**What you have to do**
Add 45 to every x and y coordinate in the answer points of the data below, but only in the lines from the one containing "of the ocean" through the end of the data, inclusive. Write out each of those lines in full, changing nothing except the coordinates.

**Material**
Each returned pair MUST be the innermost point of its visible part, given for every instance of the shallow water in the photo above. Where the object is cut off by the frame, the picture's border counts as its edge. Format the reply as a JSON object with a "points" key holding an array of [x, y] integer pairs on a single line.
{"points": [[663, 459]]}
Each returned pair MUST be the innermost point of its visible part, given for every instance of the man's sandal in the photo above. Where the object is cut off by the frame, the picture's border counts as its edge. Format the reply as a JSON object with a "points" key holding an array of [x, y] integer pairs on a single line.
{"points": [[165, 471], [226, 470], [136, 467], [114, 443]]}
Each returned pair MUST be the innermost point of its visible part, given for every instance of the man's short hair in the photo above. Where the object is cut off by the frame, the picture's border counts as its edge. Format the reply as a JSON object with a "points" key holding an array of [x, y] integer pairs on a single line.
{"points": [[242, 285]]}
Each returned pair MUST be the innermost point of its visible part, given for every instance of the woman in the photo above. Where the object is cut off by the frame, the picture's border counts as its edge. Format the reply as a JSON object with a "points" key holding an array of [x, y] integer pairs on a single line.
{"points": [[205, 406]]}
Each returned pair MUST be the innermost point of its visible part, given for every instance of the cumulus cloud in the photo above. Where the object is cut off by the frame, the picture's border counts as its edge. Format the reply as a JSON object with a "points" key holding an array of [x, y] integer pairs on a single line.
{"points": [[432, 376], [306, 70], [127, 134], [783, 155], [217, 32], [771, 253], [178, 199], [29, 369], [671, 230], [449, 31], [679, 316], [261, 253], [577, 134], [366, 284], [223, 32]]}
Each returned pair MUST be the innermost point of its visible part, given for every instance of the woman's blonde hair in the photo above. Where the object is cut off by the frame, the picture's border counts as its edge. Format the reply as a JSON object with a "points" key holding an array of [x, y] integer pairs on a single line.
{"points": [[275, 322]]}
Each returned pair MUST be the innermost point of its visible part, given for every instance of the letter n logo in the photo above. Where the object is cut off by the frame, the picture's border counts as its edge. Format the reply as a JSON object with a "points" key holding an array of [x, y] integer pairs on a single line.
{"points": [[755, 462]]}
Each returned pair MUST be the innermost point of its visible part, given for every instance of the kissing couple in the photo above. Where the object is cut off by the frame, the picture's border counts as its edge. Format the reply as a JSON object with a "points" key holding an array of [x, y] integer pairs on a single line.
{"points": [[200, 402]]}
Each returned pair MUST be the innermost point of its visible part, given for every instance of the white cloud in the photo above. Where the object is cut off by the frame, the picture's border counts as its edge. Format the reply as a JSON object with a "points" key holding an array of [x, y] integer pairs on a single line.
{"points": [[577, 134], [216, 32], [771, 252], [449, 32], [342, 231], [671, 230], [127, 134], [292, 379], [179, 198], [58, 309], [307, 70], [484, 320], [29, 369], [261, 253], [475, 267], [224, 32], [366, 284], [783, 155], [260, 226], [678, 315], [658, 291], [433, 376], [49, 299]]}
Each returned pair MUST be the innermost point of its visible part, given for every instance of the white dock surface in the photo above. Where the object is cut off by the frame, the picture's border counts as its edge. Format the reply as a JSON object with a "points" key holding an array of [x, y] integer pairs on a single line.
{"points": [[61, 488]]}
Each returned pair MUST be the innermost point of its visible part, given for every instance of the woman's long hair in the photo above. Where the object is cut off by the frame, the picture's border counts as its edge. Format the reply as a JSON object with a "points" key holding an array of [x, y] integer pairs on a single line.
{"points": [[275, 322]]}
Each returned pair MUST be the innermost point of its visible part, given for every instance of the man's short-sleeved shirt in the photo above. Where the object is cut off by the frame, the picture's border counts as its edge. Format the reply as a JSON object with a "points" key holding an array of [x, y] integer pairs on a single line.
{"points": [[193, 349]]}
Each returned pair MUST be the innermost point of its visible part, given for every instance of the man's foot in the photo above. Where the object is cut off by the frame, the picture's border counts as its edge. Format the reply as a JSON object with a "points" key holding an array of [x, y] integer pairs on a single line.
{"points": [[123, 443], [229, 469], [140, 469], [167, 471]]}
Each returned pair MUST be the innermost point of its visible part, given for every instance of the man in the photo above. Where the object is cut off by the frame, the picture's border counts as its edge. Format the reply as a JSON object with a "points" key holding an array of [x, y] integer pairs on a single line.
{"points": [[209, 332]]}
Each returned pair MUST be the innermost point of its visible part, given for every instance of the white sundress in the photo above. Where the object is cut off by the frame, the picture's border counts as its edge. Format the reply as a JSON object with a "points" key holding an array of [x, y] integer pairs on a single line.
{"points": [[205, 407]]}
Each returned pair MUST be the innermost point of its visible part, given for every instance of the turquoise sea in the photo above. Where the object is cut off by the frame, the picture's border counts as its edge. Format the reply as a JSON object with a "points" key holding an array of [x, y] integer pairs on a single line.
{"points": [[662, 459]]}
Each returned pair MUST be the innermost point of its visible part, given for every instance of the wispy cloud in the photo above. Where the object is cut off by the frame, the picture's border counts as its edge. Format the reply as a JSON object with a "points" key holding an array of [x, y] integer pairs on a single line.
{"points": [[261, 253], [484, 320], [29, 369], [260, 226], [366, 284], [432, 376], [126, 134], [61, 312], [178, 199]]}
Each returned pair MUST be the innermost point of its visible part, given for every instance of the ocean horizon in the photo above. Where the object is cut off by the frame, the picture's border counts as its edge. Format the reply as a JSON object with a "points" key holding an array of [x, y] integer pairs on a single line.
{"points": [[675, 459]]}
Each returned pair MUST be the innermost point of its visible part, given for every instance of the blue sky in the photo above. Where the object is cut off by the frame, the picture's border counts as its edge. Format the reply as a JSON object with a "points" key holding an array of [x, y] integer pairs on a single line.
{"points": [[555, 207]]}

**Reply**
Each returned pair MUST be the innermost point of its visible part, given for every instance of the ocean horizon in the photo above. Where the object is cut off by the frame, the picture's border counts as its edge. Format the reply as a JSON object with a "points" key holding an array of [x, y] integer pairs on a single line.
{"points": [[720, 504]]}
Each returned pair MUST be the innermost point of its visible part, given for every instance of the blue sky in the photo above. Where the object is cut off by the frame, the picture's border counts as its edge. Format the reply as a JSON object with a "points" key holding an array of [x, y] integer pairs on a single line.
{"points": [[600, 252]]}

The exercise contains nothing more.